>> Start Information provided
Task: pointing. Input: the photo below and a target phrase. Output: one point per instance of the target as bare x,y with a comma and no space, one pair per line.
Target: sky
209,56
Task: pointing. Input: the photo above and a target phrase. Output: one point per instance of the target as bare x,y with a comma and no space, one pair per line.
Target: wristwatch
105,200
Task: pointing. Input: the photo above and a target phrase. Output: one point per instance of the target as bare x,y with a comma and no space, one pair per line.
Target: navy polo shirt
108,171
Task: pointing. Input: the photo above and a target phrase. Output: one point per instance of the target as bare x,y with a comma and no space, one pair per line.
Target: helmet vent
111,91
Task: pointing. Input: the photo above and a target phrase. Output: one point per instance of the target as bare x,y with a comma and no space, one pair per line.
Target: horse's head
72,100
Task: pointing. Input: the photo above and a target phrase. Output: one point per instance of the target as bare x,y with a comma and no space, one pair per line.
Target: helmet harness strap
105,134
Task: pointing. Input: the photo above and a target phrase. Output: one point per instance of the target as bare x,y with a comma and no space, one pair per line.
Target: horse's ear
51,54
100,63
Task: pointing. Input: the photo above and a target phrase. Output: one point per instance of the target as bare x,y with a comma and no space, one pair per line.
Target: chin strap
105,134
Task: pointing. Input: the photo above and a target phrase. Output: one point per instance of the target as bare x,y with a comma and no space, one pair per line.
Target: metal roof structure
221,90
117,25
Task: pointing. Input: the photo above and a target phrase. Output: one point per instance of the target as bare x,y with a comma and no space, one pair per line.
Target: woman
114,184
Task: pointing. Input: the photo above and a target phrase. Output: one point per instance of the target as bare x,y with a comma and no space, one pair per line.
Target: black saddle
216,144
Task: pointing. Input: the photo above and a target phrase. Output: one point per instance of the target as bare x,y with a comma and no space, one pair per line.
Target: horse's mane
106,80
>> End Information provided
What is required - Which lines above contain the word "strap"? Return each of them in full, unchanged.

Exercise output -
Target: helmet harness strap
Target: chin strap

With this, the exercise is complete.